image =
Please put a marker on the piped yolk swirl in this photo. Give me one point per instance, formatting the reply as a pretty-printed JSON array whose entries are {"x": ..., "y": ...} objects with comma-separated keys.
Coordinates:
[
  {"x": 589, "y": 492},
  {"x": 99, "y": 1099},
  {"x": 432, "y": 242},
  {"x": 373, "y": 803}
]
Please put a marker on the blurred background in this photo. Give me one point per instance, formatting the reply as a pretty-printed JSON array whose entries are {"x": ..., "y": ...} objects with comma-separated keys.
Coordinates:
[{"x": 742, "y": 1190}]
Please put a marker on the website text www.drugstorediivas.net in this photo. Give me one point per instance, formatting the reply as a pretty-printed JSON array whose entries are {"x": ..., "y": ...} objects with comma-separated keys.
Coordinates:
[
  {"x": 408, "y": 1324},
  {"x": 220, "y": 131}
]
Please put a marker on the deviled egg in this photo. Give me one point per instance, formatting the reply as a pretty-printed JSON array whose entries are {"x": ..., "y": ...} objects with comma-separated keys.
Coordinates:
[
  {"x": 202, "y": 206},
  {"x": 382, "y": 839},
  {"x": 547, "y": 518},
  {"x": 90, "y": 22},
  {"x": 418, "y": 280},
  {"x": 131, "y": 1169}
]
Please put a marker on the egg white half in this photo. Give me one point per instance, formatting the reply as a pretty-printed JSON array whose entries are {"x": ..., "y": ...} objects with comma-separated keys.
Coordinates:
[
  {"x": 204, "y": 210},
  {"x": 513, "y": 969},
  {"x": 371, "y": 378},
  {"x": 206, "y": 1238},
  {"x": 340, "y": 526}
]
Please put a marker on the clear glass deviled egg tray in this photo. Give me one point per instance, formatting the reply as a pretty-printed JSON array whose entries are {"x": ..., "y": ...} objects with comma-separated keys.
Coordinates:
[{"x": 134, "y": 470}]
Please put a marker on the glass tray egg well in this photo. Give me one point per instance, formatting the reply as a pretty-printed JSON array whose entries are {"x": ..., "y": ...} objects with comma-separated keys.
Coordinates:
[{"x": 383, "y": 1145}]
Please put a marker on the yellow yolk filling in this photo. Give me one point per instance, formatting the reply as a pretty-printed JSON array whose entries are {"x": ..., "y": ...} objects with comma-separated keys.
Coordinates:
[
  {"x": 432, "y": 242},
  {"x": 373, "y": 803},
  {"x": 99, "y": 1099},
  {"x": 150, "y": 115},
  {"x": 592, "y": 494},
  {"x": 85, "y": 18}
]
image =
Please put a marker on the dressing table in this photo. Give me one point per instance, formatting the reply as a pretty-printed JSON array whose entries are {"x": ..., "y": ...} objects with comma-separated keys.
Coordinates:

§

Copy the stretch from the line containing "Please put a marker on the yellow" through the end of the items, swapping "dressing table" for "makeup table" and leaving everything else unchanged.

Written answer:
Please put a marker on the yellow yolk filling in this photo. Give me one point per instance, formatting the reply as a pretty-printed JSON array whose entries are {"x": ..., "y": ...} objects with comma-separated keys.
Coordinates:
[
  {"x": 432, "y": 242},
  {"x": 373, "y": 803},
  {"x": 99, "y": 1099},
  {"x": 150, "y": 115},
  {"x": 592, "y": 494},
  {"x": 85, "y": 18}
]
image =
Please put a marker on the makeup table in this photo. Give me one point per instance, formatting the reply as a pretty-printed JSON array whose entries are {"x": ..., "y": ...} objects with comma-separated keys.
Coordinates:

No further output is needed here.